» **Instruções do exercício**
Indique se cada afirmação concorda com o texto sobre o ensaio de Tanizaki, apresentado abaixo, e responda sim ou não, citando literalmente as palavras do texto que decidem a questão: (a) O ensaio é de 1933. (b) Tanizaki se declara contrário aos hábitos ocidentais. (c) O missô e o shoyu aparecem entre os alimentos de tons escurecidos.

16.9.08

Boa leitura (5) A poesia da penumbra


Tanizaki tece considerações sobre a amor do Oriente pela sombra e do Ocidente pela luz


"A beleza inexiste na própria matéria. Ela é apenas um jogo de sombras e de claro-escuro surgido entre matérias", diz um dos mais importantes escritores japoneses do século XX, Junichiro Tanizaki (1886-1965), neste delicioso ensaio datado de 1933.

O autor do altamente erótico "A Chave", entre outros publicados também pela Companhia das Letras, parte de considerações sobre o estilo arquitetônico das casas tradicionais do Japão e as mudanças pelas quais estavam passando na época - quando a iluminação e o aquecimento elétricos, os ladrilhos, o vidro e uma série de outros produtos começaram a fazer parte do cotidiano japonês - para depois desenvolver o tema da ocidentalização do modo de viver, alimentar-se, vestir-se e até os hábitos higiênicos de seus conterrâneos.

Embora diga não ser contra os hábitos ocidentais, ele lamenta essa modificação cultural e defende a maneira de ser nipônica, mais reservada, afeita à sombra, às opacidades, à meia-luz, aos tons também escurecidos da maquilagem tradicional e até de certos alimentos, como o missô e o shoyu, contrapondo-a à predileção dos ocidentais pela luz. Para ele também, a beleza precisa de certa obscuridade e mistério para ser devidamente desvelada e valorizada.

» **Dados fornecidos**
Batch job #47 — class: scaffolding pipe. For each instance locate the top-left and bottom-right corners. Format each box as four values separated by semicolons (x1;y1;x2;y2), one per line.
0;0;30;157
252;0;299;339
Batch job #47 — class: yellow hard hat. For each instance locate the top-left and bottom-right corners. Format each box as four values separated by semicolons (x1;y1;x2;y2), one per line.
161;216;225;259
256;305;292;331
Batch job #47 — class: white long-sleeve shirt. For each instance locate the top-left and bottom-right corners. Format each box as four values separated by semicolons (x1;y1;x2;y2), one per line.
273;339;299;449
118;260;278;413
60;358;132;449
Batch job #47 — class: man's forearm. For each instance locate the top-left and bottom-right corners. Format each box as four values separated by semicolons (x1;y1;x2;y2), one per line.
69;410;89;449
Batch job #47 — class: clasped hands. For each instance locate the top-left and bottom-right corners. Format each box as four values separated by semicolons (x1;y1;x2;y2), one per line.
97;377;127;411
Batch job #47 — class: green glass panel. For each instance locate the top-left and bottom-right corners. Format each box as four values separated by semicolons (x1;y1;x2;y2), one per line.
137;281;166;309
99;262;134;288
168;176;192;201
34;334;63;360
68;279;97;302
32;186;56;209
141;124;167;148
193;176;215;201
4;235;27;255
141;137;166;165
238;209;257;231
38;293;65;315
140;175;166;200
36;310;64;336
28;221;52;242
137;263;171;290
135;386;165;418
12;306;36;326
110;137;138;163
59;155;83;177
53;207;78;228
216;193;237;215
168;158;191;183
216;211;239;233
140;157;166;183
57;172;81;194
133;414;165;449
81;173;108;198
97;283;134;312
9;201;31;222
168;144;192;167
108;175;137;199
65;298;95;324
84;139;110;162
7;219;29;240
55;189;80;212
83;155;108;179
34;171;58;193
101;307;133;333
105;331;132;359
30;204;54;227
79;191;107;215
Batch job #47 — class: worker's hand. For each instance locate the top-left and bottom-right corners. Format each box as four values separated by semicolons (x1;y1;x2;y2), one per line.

» **Resposta**
(a) Sim: "neste delicioso ensaio datado de 1933".
(b) Não: "Embora diga não ser contra os hábitos ocidentais".
(c) Sim: "até de certos alimentos, como o missô e o shoyu".